(Stored entries)
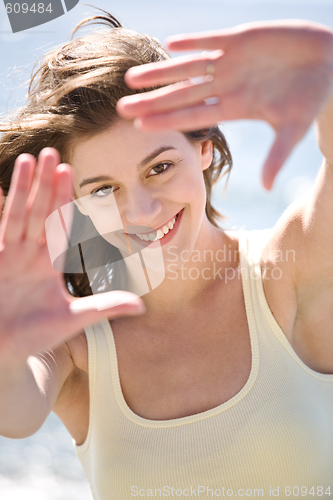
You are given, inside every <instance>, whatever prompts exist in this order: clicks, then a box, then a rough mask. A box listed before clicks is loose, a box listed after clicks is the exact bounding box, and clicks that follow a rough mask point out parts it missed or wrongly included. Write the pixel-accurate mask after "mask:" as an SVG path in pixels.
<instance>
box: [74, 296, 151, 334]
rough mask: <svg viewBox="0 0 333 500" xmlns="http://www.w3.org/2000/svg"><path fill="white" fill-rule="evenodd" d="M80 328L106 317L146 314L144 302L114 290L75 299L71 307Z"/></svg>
mask: <svg viewBox="0 0 333 500" xmlns="http://www.w3.org/2000/svg"><path fill="white" fill-rule="evenodd" d="M69 309H70V312H71V313H72V315H73V319H74V318H75V320H76V321H77V322H79V323H80V325H79V326H78V328H82V326H87V325H88V324H91V323H95V322H97V321H100V320H102V319H103V318H106V317H109V318H110V317H111V318H112V317H116V316H126V315H132V314H140V313H143V312H145V305H144V302H143V300H142V299H141V298H140V297H138V296H137V295H135V294H134V293H131V292H125V291H121V290H114V291H111V292H105V293H99V294H96V295H89V296H88V297H82V298H79V299H74V300H73V301H72V302H71V303H70V305H69Z"/></svg>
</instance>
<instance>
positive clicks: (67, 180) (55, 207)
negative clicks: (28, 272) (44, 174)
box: [40, 164, 74, 272]
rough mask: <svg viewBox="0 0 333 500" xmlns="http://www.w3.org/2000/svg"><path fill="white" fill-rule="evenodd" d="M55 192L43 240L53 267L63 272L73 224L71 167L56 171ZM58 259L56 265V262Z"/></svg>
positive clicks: (73, 214)
mask: <svg viewBox="0 0 333 500" xmlns="http://www.w3.org/2000/svg"><path fill="white" fill-rule="evenodd" d="M54 175H55V190H54V194H53V198H52V202H51V204H50V210H49V214H48V215H47V218H46V220H45V226H44V232H43V234H42V236H41V238H40V239H41V240H44V239H45V240H46V241H47V247H48V251H49V256H50V259H51V263H52V266H53V267H54V268H55V269H56V270H57V271H59V272H63V269H64V266H65V260H66V252H67V250H68V247H69V246H70V234H71V229H72V223H73V216H74V207H73V203H72V198H73V174H72V169H71V166H70V165H67V164H60V165H58V166H57V168H56V170H55V173H54ZM56 259H57V262H56V264H54V263H55V260H56Z"/></svg>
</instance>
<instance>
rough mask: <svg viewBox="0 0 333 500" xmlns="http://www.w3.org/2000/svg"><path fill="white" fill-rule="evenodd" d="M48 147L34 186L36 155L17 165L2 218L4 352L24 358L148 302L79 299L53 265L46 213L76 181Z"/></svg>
mask: <svg viewBox="0 0 333 500" xmlns="http://www.w3.org/2000/svg"><path fill="white" fill-rule="evenodd" d="M45 151H46V153H45V154H44V156H42V158H41V159H40V160H39V163H40V164H41V166H40V169H39V174H38V175H37V179H35V182H34V183H33V185H32V187H31V188H30V185H31V174H33V171H34V160H33V159H32V158H28V159H26V162H25V168H23V167H22V161H23V160H20V161H21V163H20V161H18V163H17V165H15V169H16V171H15V170H14V175H13V178H14V180H12V184H11V187H10V190H9V194H8V199H7V202H6V205H5V210H4V215H3V217H2V220H1V222H0V355H1V356H4V357H7V359H8V358H9V359H13V360H14V359H16V360H23V359H26V358H27V357H28V356H29V355H33V354H37V353H39V352H41V351H43V350H46V349H51V348H55V347H57V346H59V345H60V344H62V343H63V342H64V341H65V340H66V339H67V340H68V339H69V338H70V337H73V336H75V335H76V334H77V333H78V332H79V331H80V330H81V329H82V328H83V327H84V326H87V325H88V324H91V323H93V322H96V321H98V320H100V319H101V318H102V317H106V316H107V317H115V316H117V315H118V316H119V315H124V314H130V313H131V310H132V312H134V308H133V307H132V308H131V304H132V306H133V305H134V304H138V303H142V301H141V300H140V299H138V298H137V297H136V296H135V295H134V294H131V293H127V292H121V291H119V292H118V291H115V292H109V293H107V294H101V295H100V296H95V297H93V296H91V297H84V298H80V299H76V298H74V297H72V295H71V294H70V293H69V292H68V290H67V288H66V286H65V282H64V279H63V275H62V273H61V272H59V271H56V270H55V269H53V267H52V264H51V260H50V255H49V249H48V247H47V245H46V244H45V228H44V226H45V219H46V217H47V216H48V215H49V214H50V213H52V212H53V211H54V210H56V209H57V208H59V207H60V206H62V205H64V204H66V203H68V202H69V199H70V197H71V191H72V185H71V173H70V169H69V168H60V169H59V170H57V168H56V166H57V164H58V154H57V152H56V151H55V150H52V149H47V150H44V152H45ZM47 155H48V162H49V165H48V166H47V160H45V158H46V156H47ZM22 156H23V155H22ZM24 156H25V157H26V155H24ZM20 168H21V170H19V169H20ZM15 174H16V175H15ZM47 179H48V181H47ZM29 190H30V194H29ZM28 194H29V196H28ZM0 201H1V200H0ZM102 295H103V296H104V297H102ZM106 299H108V301H107V303H106V302H105V301H106ZM102 302H103V304H102ZM136 312H137V313H138V312H139V311H138V309H136Z"/></svg>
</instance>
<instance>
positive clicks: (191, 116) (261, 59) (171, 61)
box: [117, 20, 333, 189]
mask: <svg viewBox="0 0 333 500" xmlns="http://www.w3.org/2000/svg"><path fill="white" fill-rule="evenodd" d="M167 46H168V48H169V49H170V50H173V51H179V50H183V51H184V50H194V49H204V50H212V51H214V52H211V53H206V54H200V55H194V56H186V57H181V58H180V57H179V58H177V59H174V60H167V61H163V62H158V63H153V64H147V65H144V66H136V67H133V68H131V69H129V70H128V71H127V73H126V75H125V81H126V83H127V85H128V86H129V87H131V88H148V87H152V86H154V85H164V84H167V83H171V82H176V81H177V82H178V83H174V84H173V85H170V86H168V87H164V88H161V89H158V90H154V91H151V92H147V93H140V94H135V95H132V96H126V97H123V98H122V99H120V100H119V102H118V105H117V110H118V112H119V114H120V115H121V116H122V117H124V118H127V119H132V118H136V121H135V124H136V126H137V127H139V128H141V129H142V130H147V131H149V130H151V131H154V130H161V129H166V128H170V129H174V130H183V131H186V130H195V129H200V128H203V127H208V126H212V125H215V124H216V123H218V122H219V121H222V120H223V121H227V120H239V119H254V120H264V121H266V122H267V123H269V124H270V125H271V126H272V127H273V129H274V131H275V134H276V137H275V141H274V143H273V145H272V147H271V150H270V153H269V155H268V157H267V159H266V161H265V164H264V167H263V174H262V180H263V184H264V186H265V188H266V189H270V188H271V187H272V184H273V181H274V178H275V176H276V174H277V172H278V171H279V170H280V168H281V167H282V165H283V163H284V161H285V160H286V158H287V157H288V156H289V154H290V153H291V151H292V150H293V148H294V147H295V145H296V144H297V143H298V142H299V141H300V140H301V139H302V137H303V136H304V135H305V133H306V132H307V130H308V129H309V127H310V125H311V123H312V122H313V120H314V119H315V118H316V116H317V115H318V114H319V113H320V111H321V110H322V108H323V107H324V105H325V103H326V101H327V100H328V99H329V96H330V94H331V90H332V79H333V78H332V68H333V35H332V32H331V31H330V30H329V28H327V27H325V26H322V25H319V24H317V23H312V22H308V21H289V20H288V21H275V22H260V23H259V22H258V23H249V24H244V25H240V26H236V27H235V28H232V29H228V30H223V31H217V32H208V33H201V34H200V33H199V34H194V35H180V36H177V37H172V38H169V41H168V44H167ZM210 62H212V63H214V66H215V72H214V78H211V77H208V78H207V77H206V78H204V80H203V81H202V82H201V83H194V82H191V81H190V80H188V78H192V77H198V76H203V77H204V76H205V75H206V74H207V64H210ZM209 67H210V68H211V66H208V68H209ZM181 80H183V81H181ZM212 97H215V98H217V99H218V102H217V103H215V104H209V103H207V102H205V99H208V98H212Z"/></svg>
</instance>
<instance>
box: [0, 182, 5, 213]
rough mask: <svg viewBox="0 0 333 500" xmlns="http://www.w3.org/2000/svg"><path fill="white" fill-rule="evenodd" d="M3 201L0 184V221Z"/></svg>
mask: <svg viewBox="0 0 333 500" xmlns="http://www.w3.org/2000/svg"><path fill="white" fill-rule="evenodd" d="M3 202H4V194H3V190H2V187H1V186H0V221H1V217H2V205H3Z"/></svg>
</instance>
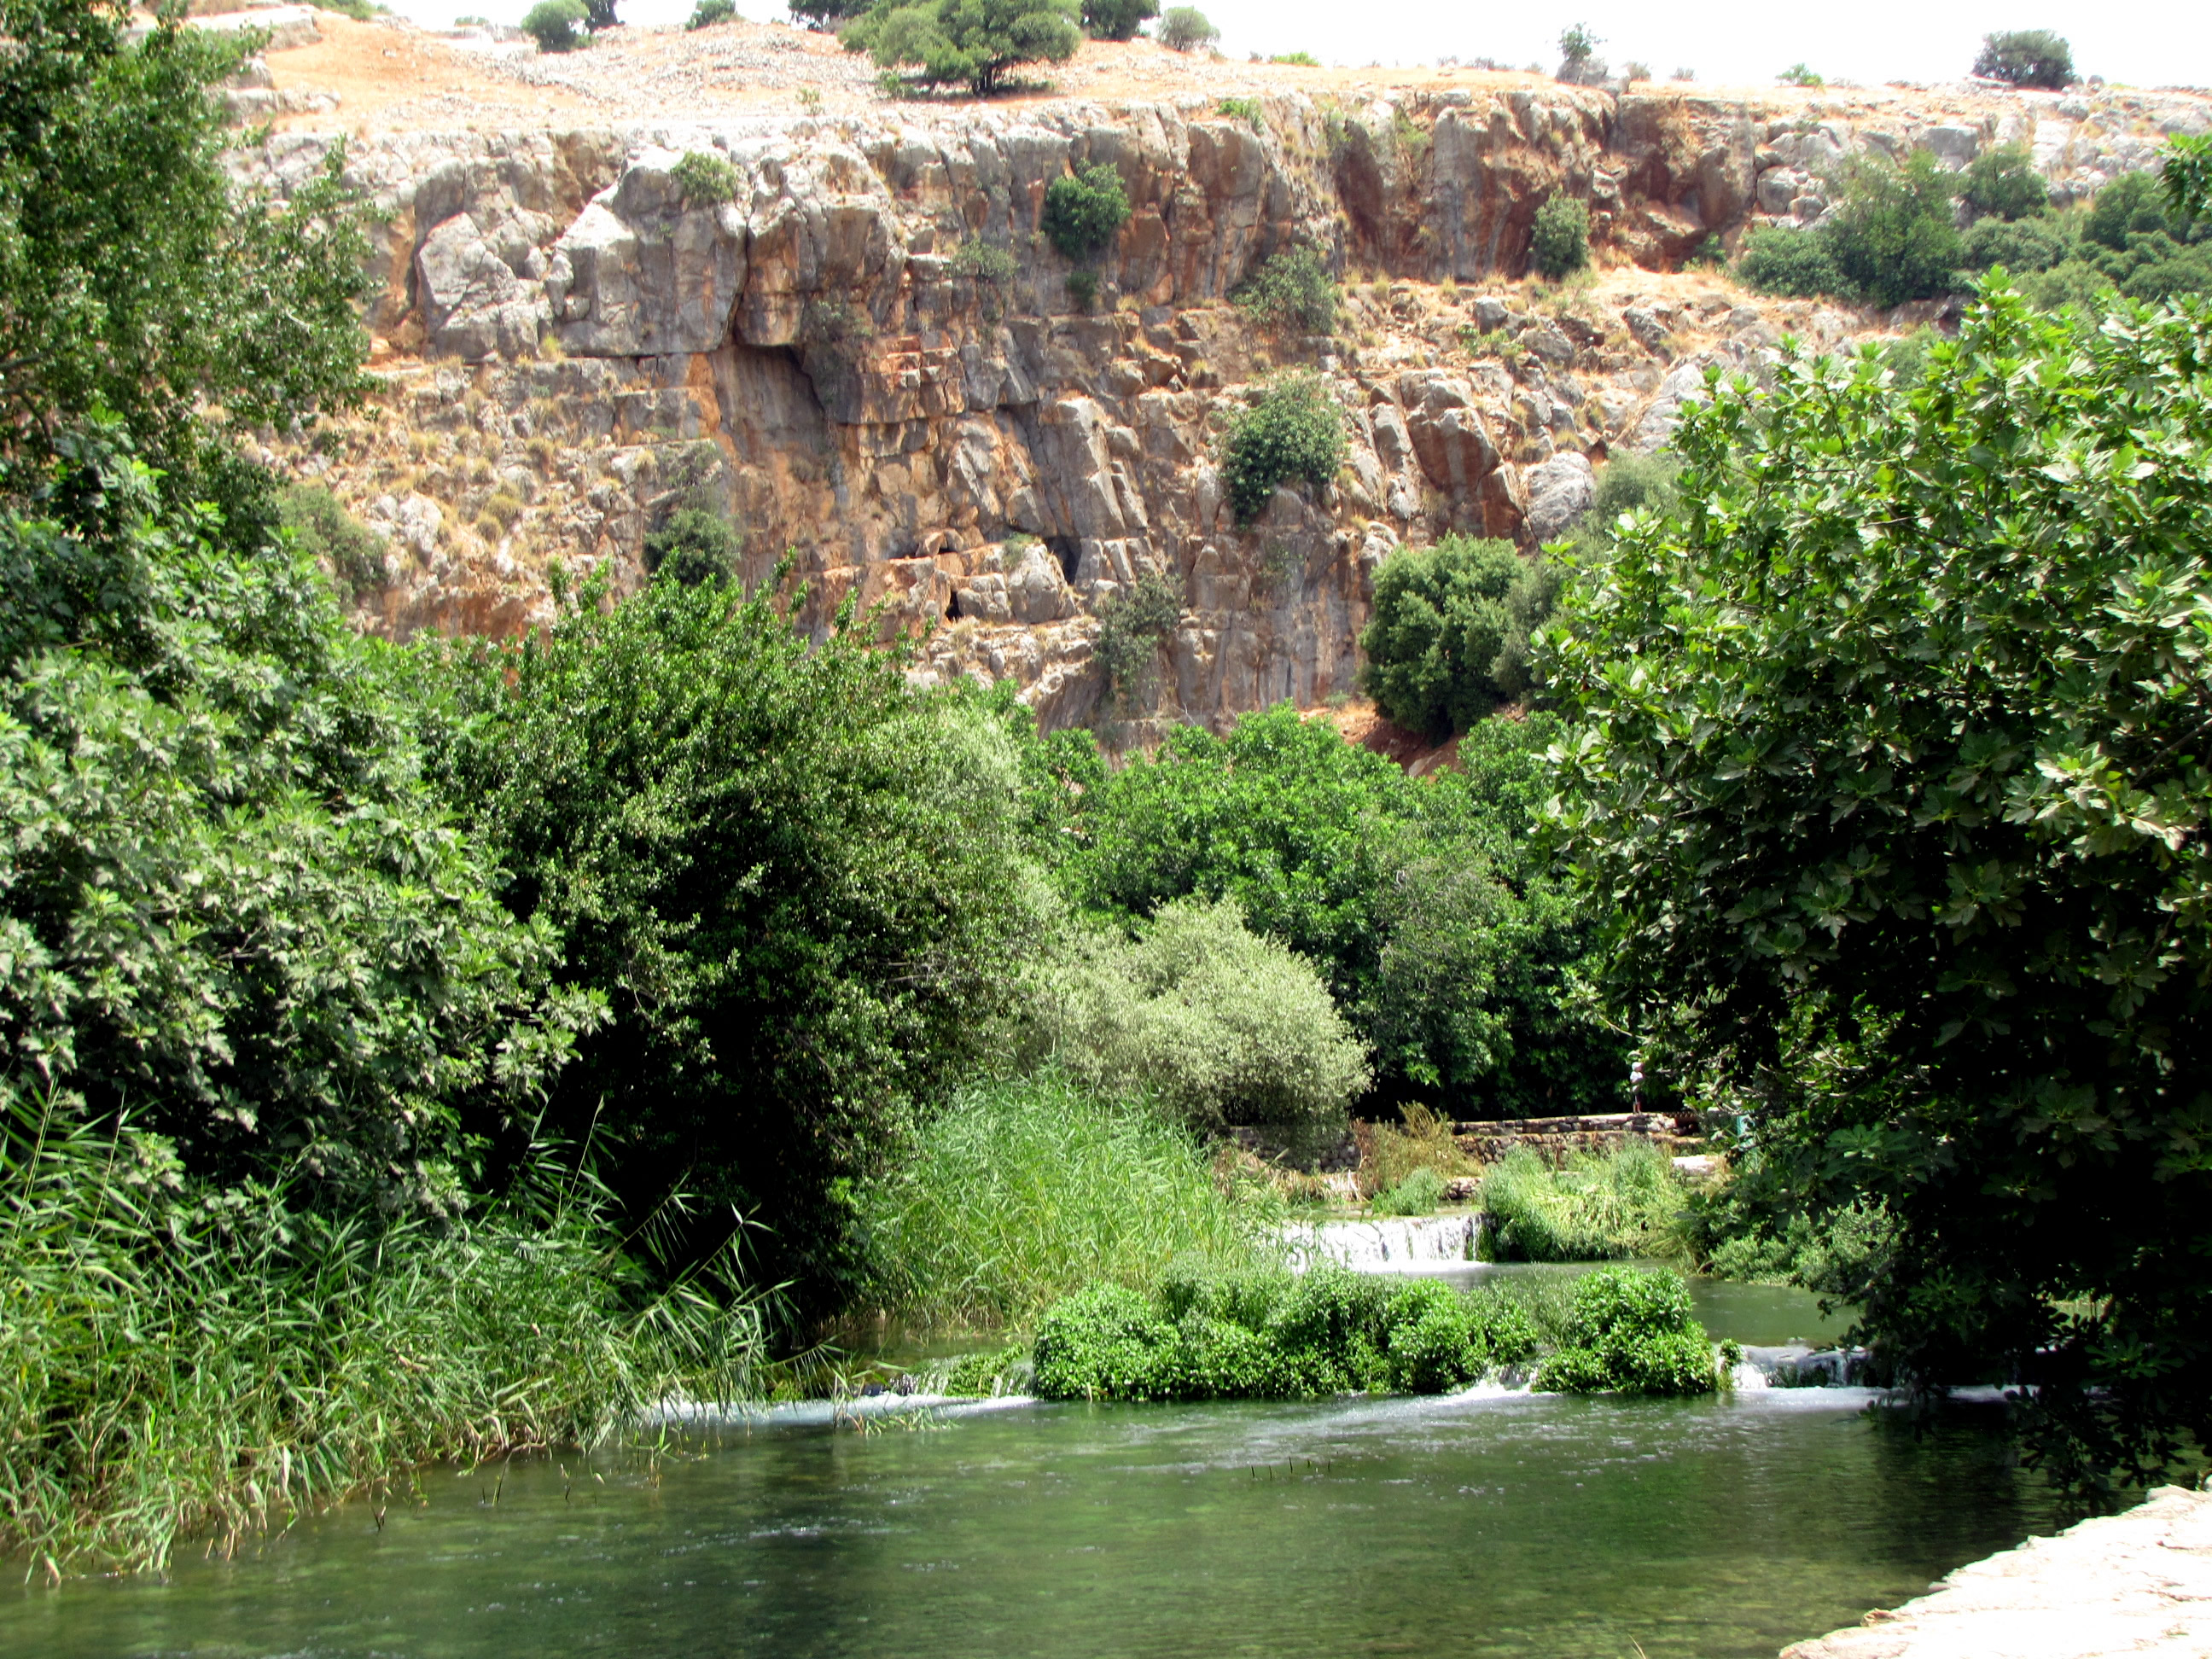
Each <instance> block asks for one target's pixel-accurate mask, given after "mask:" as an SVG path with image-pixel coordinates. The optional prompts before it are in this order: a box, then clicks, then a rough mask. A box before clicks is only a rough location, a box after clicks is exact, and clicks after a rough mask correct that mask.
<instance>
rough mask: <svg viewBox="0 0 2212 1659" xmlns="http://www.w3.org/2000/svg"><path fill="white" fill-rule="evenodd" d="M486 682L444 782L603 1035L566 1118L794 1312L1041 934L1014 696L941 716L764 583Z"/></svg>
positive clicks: (596, 1049)
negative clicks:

● **To do**
Scan the records for the word "negative", and copy each line where it is found.

● **Worked solution**
negative clicks: (28, 272) (44, 174)
negative clicks:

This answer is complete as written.